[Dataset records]

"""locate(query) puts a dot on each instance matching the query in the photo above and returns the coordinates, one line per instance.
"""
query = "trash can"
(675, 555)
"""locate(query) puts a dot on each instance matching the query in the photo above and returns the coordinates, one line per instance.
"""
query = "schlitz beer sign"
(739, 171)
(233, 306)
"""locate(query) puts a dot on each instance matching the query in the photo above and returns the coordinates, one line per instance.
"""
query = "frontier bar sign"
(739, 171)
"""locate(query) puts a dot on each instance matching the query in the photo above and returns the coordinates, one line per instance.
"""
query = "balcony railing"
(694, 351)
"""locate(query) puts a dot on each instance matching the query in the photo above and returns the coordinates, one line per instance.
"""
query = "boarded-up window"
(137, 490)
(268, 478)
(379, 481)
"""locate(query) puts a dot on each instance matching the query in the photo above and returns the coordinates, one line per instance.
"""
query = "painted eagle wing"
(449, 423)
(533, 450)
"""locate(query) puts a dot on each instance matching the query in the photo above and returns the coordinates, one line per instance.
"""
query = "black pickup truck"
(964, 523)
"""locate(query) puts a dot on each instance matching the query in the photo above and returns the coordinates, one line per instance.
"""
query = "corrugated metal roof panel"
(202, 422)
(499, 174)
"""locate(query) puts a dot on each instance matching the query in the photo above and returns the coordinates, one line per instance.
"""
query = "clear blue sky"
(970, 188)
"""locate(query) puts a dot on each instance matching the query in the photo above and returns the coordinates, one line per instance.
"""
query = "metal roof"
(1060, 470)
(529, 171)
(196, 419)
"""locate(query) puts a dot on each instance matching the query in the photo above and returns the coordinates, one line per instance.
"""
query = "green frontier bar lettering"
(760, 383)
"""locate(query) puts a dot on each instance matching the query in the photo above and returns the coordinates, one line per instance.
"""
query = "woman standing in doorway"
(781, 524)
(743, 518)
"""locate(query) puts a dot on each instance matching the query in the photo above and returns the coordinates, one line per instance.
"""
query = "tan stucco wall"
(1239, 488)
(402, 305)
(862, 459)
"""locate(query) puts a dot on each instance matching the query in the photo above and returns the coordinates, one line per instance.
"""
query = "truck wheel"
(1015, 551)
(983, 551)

- [Brief]:
Report each line of the listing above that contains the word "roof".

- [The result]:
query = "corrugated metal roof panel"
query = "metal roof"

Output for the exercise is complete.